Requirement - Leaving out the pictures, output the lines from the one that contains "Would you please locate the leafy" through the end of the material, exactly as they stand.

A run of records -
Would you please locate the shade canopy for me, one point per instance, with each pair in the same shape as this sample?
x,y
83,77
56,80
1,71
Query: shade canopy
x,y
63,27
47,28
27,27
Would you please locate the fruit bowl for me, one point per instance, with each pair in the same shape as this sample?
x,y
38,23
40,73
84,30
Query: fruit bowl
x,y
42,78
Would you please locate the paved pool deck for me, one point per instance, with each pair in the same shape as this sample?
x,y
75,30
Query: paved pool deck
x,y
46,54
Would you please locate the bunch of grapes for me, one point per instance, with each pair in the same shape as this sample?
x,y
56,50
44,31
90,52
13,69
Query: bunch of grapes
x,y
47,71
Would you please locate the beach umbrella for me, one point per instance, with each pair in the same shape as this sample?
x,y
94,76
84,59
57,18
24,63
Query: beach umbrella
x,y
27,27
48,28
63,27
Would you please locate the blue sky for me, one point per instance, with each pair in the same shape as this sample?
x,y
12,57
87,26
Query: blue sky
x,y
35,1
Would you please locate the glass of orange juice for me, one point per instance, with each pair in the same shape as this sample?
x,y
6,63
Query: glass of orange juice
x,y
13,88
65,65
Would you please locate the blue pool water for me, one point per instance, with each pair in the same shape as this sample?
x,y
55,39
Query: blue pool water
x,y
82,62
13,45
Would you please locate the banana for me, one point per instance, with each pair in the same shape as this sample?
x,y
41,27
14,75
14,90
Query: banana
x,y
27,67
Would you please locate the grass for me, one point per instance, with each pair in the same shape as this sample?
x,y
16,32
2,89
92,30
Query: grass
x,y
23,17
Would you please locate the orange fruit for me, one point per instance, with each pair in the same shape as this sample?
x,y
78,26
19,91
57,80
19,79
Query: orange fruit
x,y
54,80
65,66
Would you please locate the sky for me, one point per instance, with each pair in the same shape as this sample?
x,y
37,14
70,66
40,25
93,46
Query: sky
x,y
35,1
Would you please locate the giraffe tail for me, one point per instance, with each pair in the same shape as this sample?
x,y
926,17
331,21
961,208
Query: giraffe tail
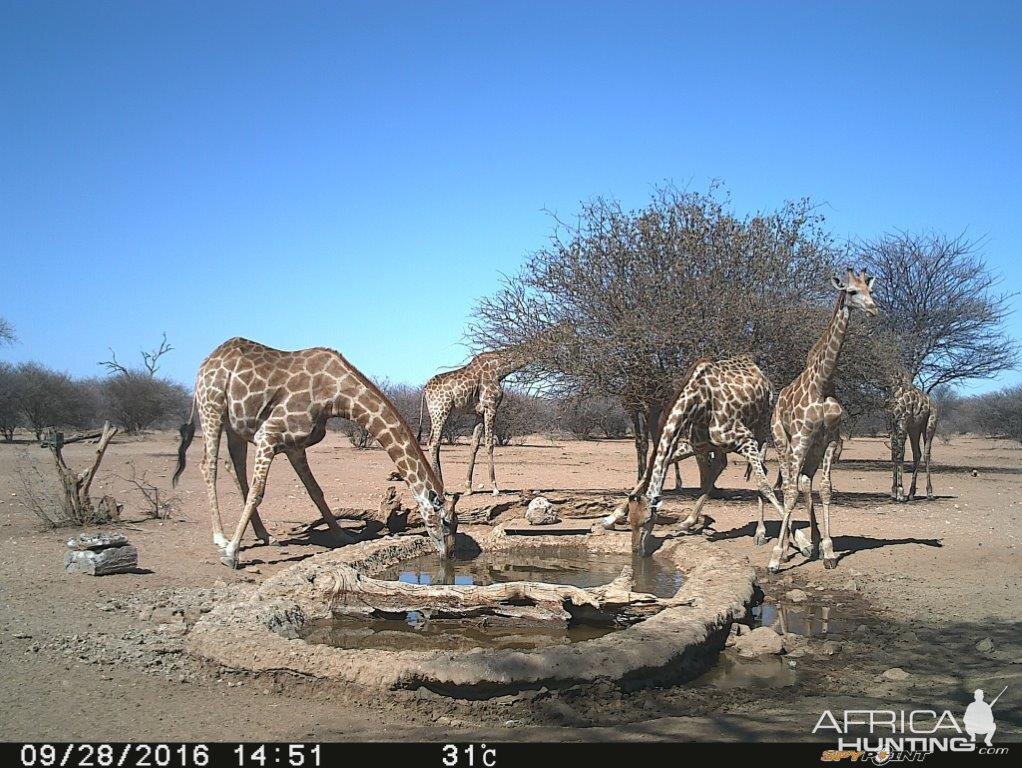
x,y
422,398
187,431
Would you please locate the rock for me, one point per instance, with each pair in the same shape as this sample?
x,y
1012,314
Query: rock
x,y
792,641
760,641
166,615
423,693
97,541
541,512
827,647
113,559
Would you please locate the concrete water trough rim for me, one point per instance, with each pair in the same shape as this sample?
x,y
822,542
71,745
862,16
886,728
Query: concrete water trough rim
x,y
260,634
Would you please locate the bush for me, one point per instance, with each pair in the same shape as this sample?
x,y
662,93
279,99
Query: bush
x,y
138,401
47,398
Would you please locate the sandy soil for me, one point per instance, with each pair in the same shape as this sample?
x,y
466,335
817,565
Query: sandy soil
x,y
918,587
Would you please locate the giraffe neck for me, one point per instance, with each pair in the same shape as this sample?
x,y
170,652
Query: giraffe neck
x,y
358,399
823,358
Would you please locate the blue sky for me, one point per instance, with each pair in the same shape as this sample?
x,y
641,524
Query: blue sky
x,y
356,175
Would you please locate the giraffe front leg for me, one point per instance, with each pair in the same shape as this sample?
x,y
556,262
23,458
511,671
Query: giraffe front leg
x,y
238,449
791,466
488,424
213,426
473,449
264,457
806,544
914,440
931,428
753,455
897,457
826,488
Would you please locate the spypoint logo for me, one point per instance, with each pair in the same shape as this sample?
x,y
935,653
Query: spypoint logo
x,y
979,717
898,735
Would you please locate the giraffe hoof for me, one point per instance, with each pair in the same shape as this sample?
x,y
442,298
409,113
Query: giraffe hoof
x,y
230,560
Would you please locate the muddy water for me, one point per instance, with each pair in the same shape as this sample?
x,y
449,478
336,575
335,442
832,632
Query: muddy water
x,y
550,565
815,621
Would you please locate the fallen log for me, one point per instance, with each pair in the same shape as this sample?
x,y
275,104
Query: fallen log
x,y
349,591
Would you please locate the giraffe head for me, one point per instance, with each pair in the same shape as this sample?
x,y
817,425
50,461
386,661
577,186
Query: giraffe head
x,y
857,290
642,515
444,534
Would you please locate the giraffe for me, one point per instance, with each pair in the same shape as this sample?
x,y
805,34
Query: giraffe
x,y
280,402
474,387
806,422
914,414
723,406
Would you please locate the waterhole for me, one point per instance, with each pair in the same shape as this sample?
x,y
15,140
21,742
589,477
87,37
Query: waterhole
x,y
565,566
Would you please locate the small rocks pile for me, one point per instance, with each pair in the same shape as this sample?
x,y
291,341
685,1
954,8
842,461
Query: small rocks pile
x,y
100,554
541,512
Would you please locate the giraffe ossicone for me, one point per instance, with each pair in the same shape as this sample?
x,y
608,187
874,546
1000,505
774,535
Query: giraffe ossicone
x,y
914,415
474,388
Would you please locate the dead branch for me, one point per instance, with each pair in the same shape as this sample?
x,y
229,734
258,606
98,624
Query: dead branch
x,y
353,592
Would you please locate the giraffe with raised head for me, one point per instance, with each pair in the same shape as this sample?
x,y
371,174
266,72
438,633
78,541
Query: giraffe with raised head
x,y
280,402
806,422
723,407
474,388
914,415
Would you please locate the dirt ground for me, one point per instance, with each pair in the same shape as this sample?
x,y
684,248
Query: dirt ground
x,y
933,588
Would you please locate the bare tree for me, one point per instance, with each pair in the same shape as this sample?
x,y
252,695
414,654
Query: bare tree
x,y
137,398
138,402
158,504
641,295
7,334
9,411
150,360
941,303
46,398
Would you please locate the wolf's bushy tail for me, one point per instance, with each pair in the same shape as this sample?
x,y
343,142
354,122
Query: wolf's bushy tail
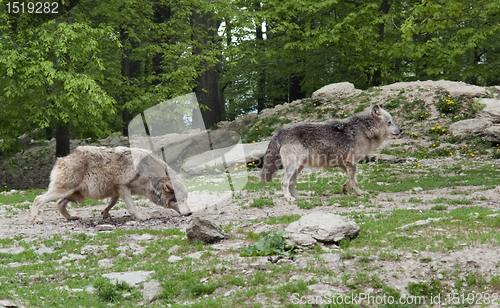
x,y
272,159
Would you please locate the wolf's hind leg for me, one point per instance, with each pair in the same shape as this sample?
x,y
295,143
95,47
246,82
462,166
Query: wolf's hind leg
x,y
111,203
293,181
351,180
41,200
126,195
61,206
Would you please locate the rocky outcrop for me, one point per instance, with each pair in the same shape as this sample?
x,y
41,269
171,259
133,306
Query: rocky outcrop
x,y
320,227
336,90
204,230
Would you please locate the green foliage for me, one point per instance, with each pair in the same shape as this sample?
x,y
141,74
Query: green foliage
x,y
271,244
261,202
109,292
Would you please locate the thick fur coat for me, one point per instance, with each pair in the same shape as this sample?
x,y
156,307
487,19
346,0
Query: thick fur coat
x,y
333,143
100,172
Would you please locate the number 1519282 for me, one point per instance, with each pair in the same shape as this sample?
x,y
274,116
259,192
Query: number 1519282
x,y
32,7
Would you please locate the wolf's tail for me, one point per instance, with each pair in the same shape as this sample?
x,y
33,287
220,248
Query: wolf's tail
x,y
272,159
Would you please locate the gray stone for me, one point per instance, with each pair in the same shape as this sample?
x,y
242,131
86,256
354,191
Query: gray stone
x,y
99,228
470,127
204,230
12,251
195,255
419,223
93,249
131,278
229,245
491,111
138,249
323,227
43,250
7,303
173,259
71,257
492,135
151,290
106,263
238,154
385,158
335,90
173,249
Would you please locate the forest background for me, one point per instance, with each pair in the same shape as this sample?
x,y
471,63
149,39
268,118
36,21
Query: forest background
x,y
87,67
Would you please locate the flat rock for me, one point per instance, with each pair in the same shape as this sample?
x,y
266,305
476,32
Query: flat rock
x,y
237,154
42,250
100,228
151,290
204,230
229,245
173,259
131,278
470,127
323,227
7,303
335,90
492,135
12,251
491,111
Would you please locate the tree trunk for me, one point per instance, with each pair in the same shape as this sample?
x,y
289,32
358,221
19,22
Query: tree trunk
x,y
208,92
130,69
62,140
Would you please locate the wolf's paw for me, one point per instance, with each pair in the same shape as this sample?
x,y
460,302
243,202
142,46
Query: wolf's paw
x,y
36,220
142,217
105,215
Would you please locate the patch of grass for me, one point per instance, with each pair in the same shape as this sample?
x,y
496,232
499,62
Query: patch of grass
x,y
310,203
261,202
439,207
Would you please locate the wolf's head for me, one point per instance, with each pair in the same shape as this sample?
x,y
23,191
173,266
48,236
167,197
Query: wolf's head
x,y
388,127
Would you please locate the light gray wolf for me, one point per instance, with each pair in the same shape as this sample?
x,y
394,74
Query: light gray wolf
x,y
101,172
332,143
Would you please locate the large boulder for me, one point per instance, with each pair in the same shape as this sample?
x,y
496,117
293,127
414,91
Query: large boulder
x,y
470,127
335,90
321,227
204,230
492,135
238,154
491,111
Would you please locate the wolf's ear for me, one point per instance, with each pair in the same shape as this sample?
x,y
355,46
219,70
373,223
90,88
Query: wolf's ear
x,y
376,109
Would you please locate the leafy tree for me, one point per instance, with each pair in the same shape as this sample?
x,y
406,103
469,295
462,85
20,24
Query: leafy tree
x,y
52,73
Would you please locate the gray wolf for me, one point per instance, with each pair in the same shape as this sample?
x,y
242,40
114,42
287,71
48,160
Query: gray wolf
x,y
332,143
100,172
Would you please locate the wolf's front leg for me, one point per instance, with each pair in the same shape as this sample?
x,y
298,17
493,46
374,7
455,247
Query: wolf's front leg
x,y
351,179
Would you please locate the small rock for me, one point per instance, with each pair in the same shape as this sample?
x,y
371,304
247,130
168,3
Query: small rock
x,y
12,251
100,228
204,230
131,278
106,263
173,249
174,259
7,303
195,255
42,250
151,290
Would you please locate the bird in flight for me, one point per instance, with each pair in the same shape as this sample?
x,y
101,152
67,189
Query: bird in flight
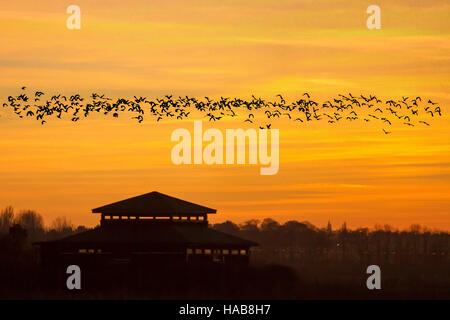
x,y
304,109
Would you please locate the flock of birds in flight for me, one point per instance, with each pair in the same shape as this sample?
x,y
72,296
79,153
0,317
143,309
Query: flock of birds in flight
x,y
409,111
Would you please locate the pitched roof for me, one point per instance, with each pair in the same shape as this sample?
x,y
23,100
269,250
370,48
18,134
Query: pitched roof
x,y
153,204
156,234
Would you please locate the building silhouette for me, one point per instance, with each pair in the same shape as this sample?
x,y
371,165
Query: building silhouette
x,y
149,231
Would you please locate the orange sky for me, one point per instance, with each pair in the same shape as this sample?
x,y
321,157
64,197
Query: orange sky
x,y
349,172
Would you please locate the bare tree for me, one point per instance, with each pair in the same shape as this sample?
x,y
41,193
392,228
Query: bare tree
x,y
6,219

Task output -
Would you please locate the leafy tree for me, one point per instance, with each pair in the same shape as this sample?
x,y
406,103
469,295
462,85
20,24
Query: leafy tree
x,y
52,73
Would you please locate the gray wolf for me, one point per instance, with each pair in the same shape as this sample?
x,y
242,40
114,42
287,71
48,160
Query: gray wolf
x,y
332,143
100,172
Would you please locate the wolf's front leg for me, one point per instance, with each pair in the same shape as this sample?
x,y
298,17
493,46
374,7
455,247
Query: wolf's front leg
x,y
351,179
Would you please locate the small rock for me, one point per instance, with each pair in the same shape as this sample?
x,y
371,304
247,130
168,3
Query: small rock
x,y
12,251
100,228
204,230
131,278
106,263
173,249
174,259
7,303
195,255
42,250
151,290
Would you please locate the bird in flight for me, one point per instance, with each pair in the same shape as this sample?
x,y
101,152
67,189
Query: bird in flight
x,y
304,109
Would you please locate the flock of birds in flight for me, one point per instance, with each pair in the same shape as this sample?
x,y
72,296
79,153
0,317
143,309
Query: flock of birds in flight
x,y
409,111
Would you please locate the pitched roof for me, one point per instance, with each pair in the same shape as this sample?
x,y
23,100
269,250
370,48
18,134
Query: pitched roof
x,y
153,204
156,234
Would you please locate the building silhouette for me, one point per instance, with each pair in the same shape as this sample?
x,y
371,165
Query: building silhouette
x,y
149,231
Would you please locate the orange sky for me, one point per instance, with each pair in the same shape as this sample?
x,y
321,157
64,197
Query: orange sky
x,y
349,172
Would you please locate the bare tree for me, one point per instance, with each pair in the same shape as this sample?
x,y
41,193
392,228
Query: bare tree
x,y
6,219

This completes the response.